Beginning with the first line below, output every record verbatim and leave out the images.
*** DATA EXTRACTS ***
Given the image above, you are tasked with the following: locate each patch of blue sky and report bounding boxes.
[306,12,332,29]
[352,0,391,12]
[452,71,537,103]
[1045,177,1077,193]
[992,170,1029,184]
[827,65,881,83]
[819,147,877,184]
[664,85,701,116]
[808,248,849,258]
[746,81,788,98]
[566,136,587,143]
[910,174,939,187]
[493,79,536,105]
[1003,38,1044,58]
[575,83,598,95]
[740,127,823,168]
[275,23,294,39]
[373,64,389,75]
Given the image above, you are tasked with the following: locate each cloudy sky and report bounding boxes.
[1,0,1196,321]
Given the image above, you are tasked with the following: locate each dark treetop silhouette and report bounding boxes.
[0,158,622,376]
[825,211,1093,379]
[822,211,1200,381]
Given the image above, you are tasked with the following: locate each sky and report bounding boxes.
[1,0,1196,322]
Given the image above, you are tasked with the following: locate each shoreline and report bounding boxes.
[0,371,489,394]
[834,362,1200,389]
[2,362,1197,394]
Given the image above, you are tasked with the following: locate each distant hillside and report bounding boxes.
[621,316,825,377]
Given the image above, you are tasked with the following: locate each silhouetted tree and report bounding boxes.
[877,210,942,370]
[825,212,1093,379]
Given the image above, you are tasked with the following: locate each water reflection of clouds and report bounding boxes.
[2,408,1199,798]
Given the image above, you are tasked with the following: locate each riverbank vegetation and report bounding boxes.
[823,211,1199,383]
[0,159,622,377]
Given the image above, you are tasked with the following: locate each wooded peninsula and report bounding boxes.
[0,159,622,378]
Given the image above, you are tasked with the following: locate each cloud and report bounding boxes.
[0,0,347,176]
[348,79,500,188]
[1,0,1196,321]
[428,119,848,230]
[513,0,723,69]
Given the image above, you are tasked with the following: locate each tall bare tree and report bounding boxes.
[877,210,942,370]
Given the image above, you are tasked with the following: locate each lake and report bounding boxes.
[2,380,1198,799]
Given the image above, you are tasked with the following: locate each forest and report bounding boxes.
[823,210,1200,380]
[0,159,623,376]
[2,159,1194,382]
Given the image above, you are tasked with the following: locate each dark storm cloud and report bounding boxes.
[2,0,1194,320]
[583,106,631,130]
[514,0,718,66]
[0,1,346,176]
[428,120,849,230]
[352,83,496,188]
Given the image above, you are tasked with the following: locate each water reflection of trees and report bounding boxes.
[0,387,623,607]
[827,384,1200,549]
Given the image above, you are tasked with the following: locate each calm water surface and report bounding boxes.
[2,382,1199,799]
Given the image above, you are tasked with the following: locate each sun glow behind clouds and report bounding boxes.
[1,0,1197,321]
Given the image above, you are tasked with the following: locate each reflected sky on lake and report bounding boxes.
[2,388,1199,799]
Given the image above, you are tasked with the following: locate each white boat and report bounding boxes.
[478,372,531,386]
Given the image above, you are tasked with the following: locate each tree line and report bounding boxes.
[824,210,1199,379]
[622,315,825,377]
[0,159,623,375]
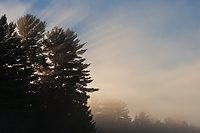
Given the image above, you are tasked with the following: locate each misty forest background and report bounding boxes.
[1,14,200,133]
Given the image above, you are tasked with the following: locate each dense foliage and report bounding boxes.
[0,14,98,133]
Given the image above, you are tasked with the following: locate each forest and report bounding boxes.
[89,98,200,133]
[0,14,200,133]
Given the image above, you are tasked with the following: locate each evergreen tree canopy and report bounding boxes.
[0,14,36,133]
[16,14,47,84]
[44,26,98,102]
[17,14,46,41]
[0,14,98,133]
[32,26,98,133]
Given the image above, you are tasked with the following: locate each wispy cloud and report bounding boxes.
[35,0,91,31]
[35,0,200,125]
[69,0,200,125]
[0,1,31,22]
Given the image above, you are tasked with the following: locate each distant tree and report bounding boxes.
[180,120,189,133]
[89,96,200,133]
[151,119,167,133]
[163,117,195,133]
[132,112,152,133]
[90,98,132,133]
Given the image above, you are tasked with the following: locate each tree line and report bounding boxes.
[89,98,200,133]
[0,14,98,133]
***
**THE ANSWER**.
Given the image above, you are tasked with the following: locate each patch of blue sky and report bounding boxes.
[306,12,332,29]
[352,0,391,12]
[452,71,537,103]
[1045,177,1077,193]
[992,170,1029,184]
[827,65,881,83]
[819,147,877,184]
[664,85,701,116]
[808,248,849,258]
[746,81,788,98]
[566,136,587,143]
[910,174,939,187]
[493,79,536,105]
[1003,38,1044,58]
[575,83,598,95]
[740,127,823,168]
[275,23,294,39]
[373,64,389,75]
Given the image above, you are tasked with the following: locate each cloudy sky and report bounding boxes.
[1,0,1196,321]
Given the image above, you are tasked with the following: locate each dark treetop silhouette and report bounding boxes.
[0,158,622,376]
[825,211,1093,379]
[822,211,1200,381]
Given the image above, you are tasked with the following: locate each sky and report bounding boxes.
[1,0,1196,322]
Given the image above, you are tasked with the following: locate each shoreline and report bounding boxes.
[0,371,489,394]
[834,362,1200,389]
[2,362,1197,394]
Given the image above, you are tasked with the following: locate each distant hillside and report bounding boxes.
[621,316,825,377]
Given the image above, you are tasked with the following: locate each silhouetted tree and report bounding boxes.
[877,210,942,370]
[825,212,1093,379]
Given the image above, you are tasked with the following: locate each water reflection of clouds and report bounding boxes.
[2,408,1199,798]
Given the image above, you are tasked with the following: locate each riverbank vegetation and report bounding boxes.
[823,211,1199,383]
[0,159,622,377]
Given the image above, you are tasked with the following: locate each wooded peninsula and report bounding boxes.
[0,159,622,378]
Given the image above, you are tasked with the following: locate each cloud and report bounding boxes.
[0,0,347,176]
[348,79,500,188]
[1,0,1196,321]
[428,119,848,230]
[513,0,723,69]
Given the image above, you are tasked with the following: locate each tall bare tree and report bounding boxes.
[877,210,942,370]
Given the image above, you are tasked with the following: locate each lake and report bounding boxes.
[2,380,1198,799]
Given the image above, you are tasked with the following: locate each forest and report bounding boxes.
[823,210,1200,380]
[0,159,623,376]
[2,159,1194,382]
Given the image above, you are tasked with the following: locate each dark storm cloud and report bounding boxes.
[2,0,1194,320]
[583,106,631,130]
[514,0,718,66]
[0,1,346,176]
[428,120,849,230]
[352,83,496,188]
Given the image above, you are tasked with the following: locate each water reflection of trees and report bounding boxes.
[0,387,623,607]
[827,384,1200,549]
Given the image above, you are tasked with the following: locate each calm water surface and report bounding boxes.
[2,382,1199,799]
Given the image above, you are tasked with the following: locate each sun glow behind clouds and report bounding boxes.
[1,0,1197,321]
Given the image above, you are tasked with the following: locate each reflected sky on lake and report bounding boxes.
[2,388,1199,799]
Given the image above, you are tasked with the following: locate each white boat and report bounding boxes.
[478,372,531,386]
Given the image above, you are tasked with the following: locate each tree line and report bounding boxes.
[824,210,1199,379]
[622,315,825,377]
[0,159,623,375]
Given the image above, you are tasked with the following: locate each misty forest background and report bounding boxes.
[1,14,200,133]
Given the image above, you are tasked with the following: locate each dense foliage and report bounding boxes.
[0,14,98,133]
Given the image above, you are tasked with the following: locate each forest and report bounding boxes.
[89,98,200,133]
[0,14,200,133]
Given the image above, you are tasked with the following: locate each evergreen tree canopy and report bounding boxes.
[0,14,36,133]
[16,14,47,84]
[44,26,98,102]
[17,14,46,41]
[0,14,98,133]
[32,26,98,133]
Given the image above, you are tasked with the following: locate each wispy cloud and report bounding boxes.
[35,0,91,31]
[35,0,200,125]
[69,0,200,125]
[0,1,31,22]
Given the image above, you are tasked with the following: locate each distant tree and report bounding boxes.
[180,120,189,133]
[89,96,200,133]
[151,119,167,133]
[163,117,195,133]
[132,112,152,133]
[90,98,132,133]
Given the image above, you are tasked with the following: locate each tree line and report bounding boxes.
[89,98,200,133]
[0,14,98,133]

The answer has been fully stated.